Data lines
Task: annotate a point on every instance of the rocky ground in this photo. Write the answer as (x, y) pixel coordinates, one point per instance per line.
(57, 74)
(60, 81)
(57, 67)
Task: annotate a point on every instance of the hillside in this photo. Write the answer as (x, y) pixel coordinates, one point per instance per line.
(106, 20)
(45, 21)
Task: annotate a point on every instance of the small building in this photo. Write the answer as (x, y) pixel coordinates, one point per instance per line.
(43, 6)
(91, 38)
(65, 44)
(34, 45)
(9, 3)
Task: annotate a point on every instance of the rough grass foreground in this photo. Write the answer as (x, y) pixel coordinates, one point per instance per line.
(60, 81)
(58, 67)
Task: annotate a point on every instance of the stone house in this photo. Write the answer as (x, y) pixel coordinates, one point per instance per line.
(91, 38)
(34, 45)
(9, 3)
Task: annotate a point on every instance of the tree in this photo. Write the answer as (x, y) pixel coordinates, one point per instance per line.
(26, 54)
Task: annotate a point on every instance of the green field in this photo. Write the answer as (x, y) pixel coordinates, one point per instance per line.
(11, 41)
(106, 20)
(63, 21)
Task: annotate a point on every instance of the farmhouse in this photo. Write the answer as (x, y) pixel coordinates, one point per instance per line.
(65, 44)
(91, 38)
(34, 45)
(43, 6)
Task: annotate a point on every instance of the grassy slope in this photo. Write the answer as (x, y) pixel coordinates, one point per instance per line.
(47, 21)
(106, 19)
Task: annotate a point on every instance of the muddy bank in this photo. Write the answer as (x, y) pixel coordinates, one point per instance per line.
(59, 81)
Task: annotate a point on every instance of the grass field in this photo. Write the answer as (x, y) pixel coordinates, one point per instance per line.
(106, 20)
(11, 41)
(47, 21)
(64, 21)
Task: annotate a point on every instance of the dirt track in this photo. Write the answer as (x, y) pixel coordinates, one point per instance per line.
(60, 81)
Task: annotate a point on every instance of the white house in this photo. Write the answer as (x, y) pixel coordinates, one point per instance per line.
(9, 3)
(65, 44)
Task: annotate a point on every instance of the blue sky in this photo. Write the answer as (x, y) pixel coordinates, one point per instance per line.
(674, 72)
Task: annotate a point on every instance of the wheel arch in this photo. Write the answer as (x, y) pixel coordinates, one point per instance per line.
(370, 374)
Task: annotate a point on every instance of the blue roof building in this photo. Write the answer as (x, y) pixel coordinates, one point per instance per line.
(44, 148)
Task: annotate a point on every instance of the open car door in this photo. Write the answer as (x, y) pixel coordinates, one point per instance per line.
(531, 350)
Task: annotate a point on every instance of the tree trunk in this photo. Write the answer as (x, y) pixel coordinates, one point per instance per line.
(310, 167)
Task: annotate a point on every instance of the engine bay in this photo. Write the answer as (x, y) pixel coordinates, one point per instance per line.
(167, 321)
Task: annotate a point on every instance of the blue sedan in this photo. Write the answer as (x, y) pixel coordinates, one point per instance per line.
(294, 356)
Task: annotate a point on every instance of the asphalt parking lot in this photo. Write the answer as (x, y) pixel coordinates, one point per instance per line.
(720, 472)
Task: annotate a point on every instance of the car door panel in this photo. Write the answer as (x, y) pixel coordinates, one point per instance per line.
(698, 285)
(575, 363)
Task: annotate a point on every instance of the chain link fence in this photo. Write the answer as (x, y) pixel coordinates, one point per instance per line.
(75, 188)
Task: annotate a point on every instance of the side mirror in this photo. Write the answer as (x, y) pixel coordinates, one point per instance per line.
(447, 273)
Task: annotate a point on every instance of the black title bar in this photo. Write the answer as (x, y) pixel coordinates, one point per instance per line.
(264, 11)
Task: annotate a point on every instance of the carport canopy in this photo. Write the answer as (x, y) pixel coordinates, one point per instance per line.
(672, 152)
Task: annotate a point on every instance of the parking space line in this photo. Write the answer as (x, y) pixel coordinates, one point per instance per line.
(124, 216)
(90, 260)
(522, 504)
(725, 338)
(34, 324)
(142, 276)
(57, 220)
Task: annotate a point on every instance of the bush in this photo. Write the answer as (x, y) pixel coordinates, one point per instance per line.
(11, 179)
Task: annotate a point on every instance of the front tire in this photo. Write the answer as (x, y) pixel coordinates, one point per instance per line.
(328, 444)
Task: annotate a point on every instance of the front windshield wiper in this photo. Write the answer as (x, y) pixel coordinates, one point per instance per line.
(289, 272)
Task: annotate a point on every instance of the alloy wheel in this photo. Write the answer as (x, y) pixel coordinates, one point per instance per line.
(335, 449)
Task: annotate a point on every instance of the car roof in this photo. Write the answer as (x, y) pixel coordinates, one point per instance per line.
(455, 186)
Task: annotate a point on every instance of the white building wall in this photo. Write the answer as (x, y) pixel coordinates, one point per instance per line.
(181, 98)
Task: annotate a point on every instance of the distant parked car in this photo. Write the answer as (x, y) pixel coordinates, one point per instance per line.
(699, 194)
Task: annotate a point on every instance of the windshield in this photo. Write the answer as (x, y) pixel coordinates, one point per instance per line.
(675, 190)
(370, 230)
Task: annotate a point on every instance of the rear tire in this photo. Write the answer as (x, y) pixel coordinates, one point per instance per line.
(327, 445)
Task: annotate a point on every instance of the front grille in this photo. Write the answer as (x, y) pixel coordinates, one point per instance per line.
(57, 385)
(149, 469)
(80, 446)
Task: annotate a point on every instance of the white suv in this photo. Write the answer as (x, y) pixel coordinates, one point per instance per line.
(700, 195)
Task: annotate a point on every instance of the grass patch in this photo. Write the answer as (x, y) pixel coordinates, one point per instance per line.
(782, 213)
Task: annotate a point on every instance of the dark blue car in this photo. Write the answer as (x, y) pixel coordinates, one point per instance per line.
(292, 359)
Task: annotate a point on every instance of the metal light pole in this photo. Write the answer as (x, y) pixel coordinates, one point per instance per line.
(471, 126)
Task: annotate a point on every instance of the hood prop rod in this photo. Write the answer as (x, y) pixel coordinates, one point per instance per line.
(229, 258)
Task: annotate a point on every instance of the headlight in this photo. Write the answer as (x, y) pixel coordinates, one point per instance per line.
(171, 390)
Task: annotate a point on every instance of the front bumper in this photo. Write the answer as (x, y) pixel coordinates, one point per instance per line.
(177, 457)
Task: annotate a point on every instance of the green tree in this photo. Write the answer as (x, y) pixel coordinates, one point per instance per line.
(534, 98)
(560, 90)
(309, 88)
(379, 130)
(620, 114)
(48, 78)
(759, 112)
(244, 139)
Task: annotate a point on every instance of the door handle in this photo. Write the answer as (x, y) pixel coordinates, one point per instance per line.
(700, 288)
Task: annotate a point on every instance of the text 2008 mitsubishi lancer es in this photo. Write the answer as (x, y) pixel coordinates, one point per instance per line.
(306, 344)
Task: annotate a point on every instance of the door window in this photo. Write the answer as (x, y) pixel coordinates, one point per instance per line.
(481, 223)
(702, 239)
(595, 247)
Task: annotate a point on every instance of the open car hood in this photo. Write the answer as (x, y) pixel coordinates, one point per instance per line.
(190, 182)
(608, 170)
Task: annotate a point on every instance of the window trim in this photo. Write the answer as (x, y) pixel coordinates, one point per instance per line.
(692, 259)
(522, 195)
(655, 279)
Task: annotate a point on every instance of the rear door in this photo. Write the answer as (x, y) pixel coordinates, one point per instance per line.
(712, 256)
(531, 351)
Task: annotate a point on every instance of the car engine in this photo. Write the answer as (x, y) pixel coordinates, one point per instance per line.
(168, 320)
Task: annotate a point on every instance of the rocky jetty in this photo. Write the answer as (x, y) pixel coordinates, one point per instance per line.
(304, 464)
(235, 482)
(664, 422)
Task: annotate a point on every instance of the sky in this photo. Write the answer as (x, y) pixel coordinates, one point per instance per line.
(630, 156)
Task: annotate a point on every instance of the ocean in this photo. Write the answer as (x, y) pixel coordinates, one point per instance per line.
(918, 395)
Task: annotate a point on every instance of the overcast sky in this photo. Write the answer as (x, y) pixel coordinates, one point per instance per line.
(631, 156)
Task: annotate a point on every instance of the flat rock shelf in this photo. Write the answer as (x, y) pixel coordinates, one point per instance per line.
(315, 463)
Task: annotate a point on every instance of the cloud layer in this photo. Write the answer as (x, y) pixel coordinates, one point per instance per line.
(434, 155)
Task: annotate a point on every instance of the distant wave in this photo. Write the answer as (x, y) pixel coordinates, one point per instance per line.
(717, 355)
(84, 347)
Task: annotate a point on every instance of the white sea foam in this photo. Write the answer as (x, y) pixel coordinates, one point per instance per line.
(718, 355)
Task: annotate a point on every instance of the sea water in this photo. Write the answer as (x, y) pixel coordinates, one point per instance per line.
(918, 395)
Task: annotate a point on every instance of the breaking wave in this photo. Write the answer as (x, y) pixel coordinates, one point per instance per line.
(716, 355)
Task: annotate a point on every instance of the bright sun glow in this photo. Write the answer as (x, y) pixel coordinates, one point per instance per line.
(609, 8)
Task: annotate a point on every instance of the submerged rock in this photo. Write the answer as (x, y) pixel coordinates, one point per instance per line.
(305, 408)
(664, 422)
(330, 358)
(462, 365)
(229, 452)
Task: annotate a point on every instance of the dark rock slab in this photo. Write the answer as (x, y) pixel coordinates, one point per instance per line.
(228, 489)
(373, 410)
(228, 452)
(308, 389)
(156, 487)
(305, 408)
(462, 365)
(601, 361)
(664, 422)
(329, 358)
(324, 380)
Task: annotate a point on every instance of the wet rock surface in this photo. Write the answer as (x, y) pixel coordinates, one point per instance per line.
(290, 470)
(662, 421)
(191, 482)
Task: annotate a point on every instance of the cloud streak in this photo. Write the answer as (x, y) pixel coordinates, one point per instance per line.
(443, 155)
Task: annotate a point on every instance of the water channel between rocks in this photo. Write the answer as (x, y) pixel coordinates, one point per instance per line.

Written request
Beginning at the line that contains "Task: annotate a point on every instance of the bright", retype each line of the listing up to and including the last one, exactly as it stands, and nothing else.

In response
Task: annotate a point on every instance of the bright sun glow in this photo. Write the answer as (x, y) pixel coordinates, one point per instance per line.
(609, 8)
Task: annotate a point on every instance of the submerged rock in this photo. Write the answer as (x, y) pixel coordinates, one point per instance per line.
(305, 408)
(664, 422)
(330, 358)
(462, 365)
(229, 452)
Task: annotate a point on every instance of the dark rock slab in this photo. Write the answer as (x, y) pixel coordinates, one point per instance per line.
(228, 489)
(373, 410)
(228, 452)
(308, 389)
(156, 487)
(305, 408)
(462, 365)
(601, 361)
(664, 422)
(329, 358)
(324, 380)
Task: annotate a point on every instance of the wet rock surface in this photo. Write the answer as (x, y) pixel coordinates, one point per instance per line.
(290, 470)
(662, 421)
(191, 482)
Task: annotate a point on every instance of the cloud streak in this photo. Write the answer as (x, y) pixel coordinates, one point per instance per line.
(443, 155)
Task: annotate a point on every instance of the water channel between rocks in this photo. Write the answer as (x, y) pixel coordinates, one point per instance per line.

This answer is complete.